## Provided text
☆ ☆ ☆ ☆ ☆
The Pencil is one of the most prominent examples of late Soviet modernist architecture in Kyiv. Its most recognizable feature is a 20-story editorial skyscraper topped with a glass and aluminum pyramid. The tower stands above a wider base of studio buildings and is stylistically characterized by continuous ribbon windows, angular corners, and a color scheme dominated by golden-brown cladding.

The pyramid structure, which crowns the skyscraper, is illuminated at night. The distinctive pyramid is easily visible from much of the city's northern and northwestern districts. From vantage points in neighborhoods such as Kurenivka and Petrivka, the tall, narrow silhouette of the building visually dominates the skyline and, in certain perspectives, partially obscures the nearby television tower.

The Kyiv TV Center has had an impact on Kyiv's architectural landscape. Its distinctive form, particularly the pyramidal structure crowning the high-rise section, influenced subsequent architectural trends. In the 1990s, pyramidal roof elements began to appear in both public and residential buildings across the capital. Similar design features can be observed on the rooftops of the Left Bank Post Office, as well as apartment buildings on Metropolitan Andrey Sheptytsky and Zhmerynska Street.

The architectural concept extends to the building's interior. The tower appears to be elevated, with its base positioned above a seven-story-high open space. This area serves as a large lobby with wide staircases, terraces, pedestrian bridges, and internal galleries. Two central elevator shafts rise within the lobby, flanked by marble and metal finishes and embellished with mosaic artworks.

The complex was constructed using an uncommon method for Kyiv at the time. Initially, six reinforced concrete towers were built, four on the corners housing stairwells, and two central ones containing elevators. The structural spans between floors were created using 20-meter-long steel beams.
☆ ☆ ☆ ☆ ☆
## Tasks to carry out
**A.** According to the passage about the Pencil, how long were the steel beams used for the structural spans between floors?
**B.** Copy the stretch of the passage about the Pencil from "The Kyiv TV" through "and Zhmerynska Street.".
The records that follow are not needed for the tasks.

## Information supplied
☆ ☆ ☆ ☆ ☆
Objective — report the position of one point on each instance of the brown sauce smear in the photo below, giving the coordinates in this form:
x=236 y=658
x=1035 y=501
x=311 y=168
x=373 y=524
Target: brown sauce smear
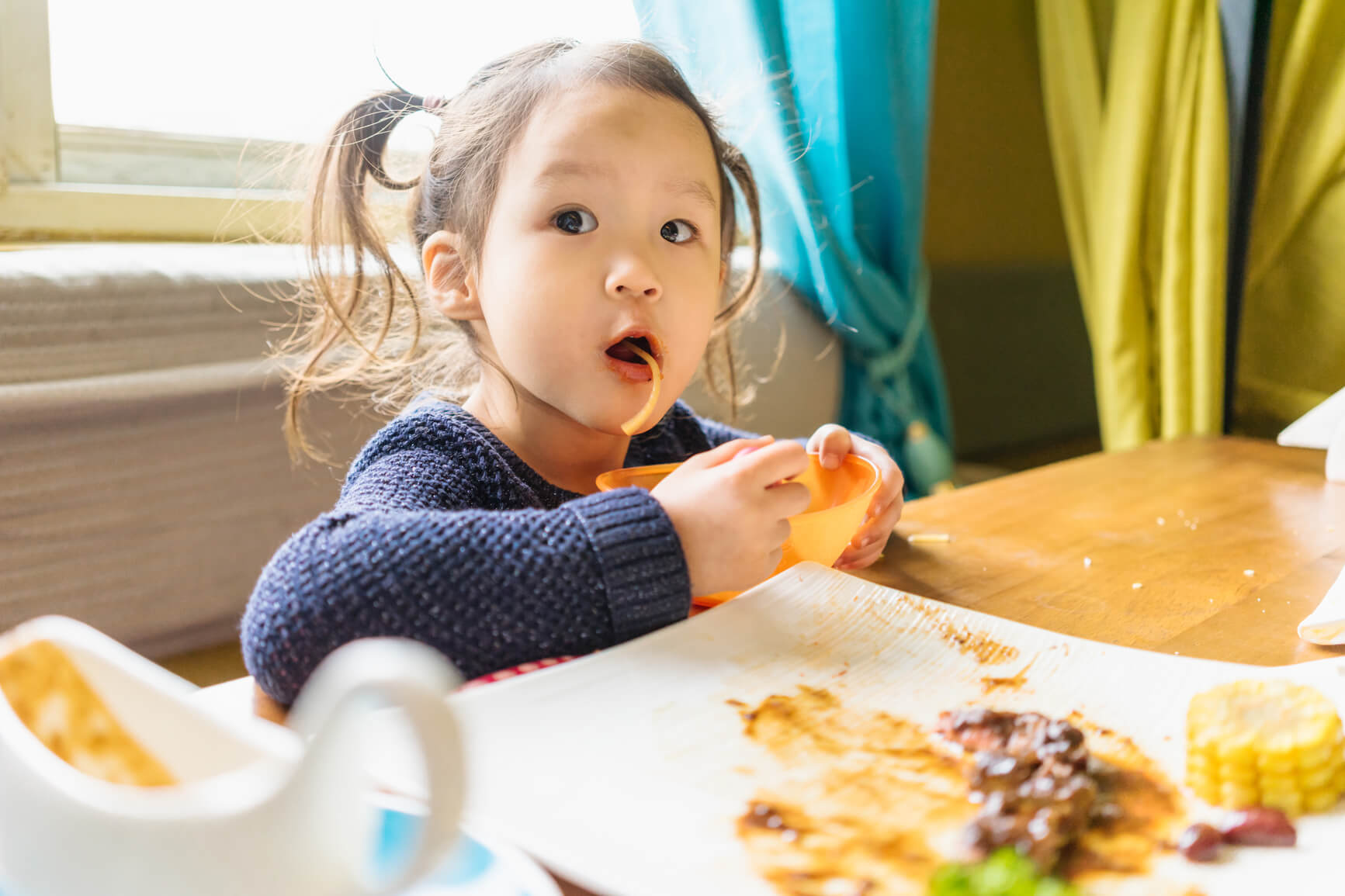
☆ ☆ ☆ ☆ ☆
## Problem solutions
**A.** The steel beams were 20 meters long.

**B.**
The Kyiv TV Center has had an impact on Kyiv's architectural landscape. Its distinctive form, particularly the pyramidal structure crowning the high-rise section, influenced subsequent architectural trends. In the 1990s, pyramidal roof elements began to appear in both public and residential buildings across the capital. Similar design features can be observed on the rooftops of the Left Bank Post Office, as well as apartment buildings on Metropolitan Andrey Sheptytsky and Zhmerynska Street.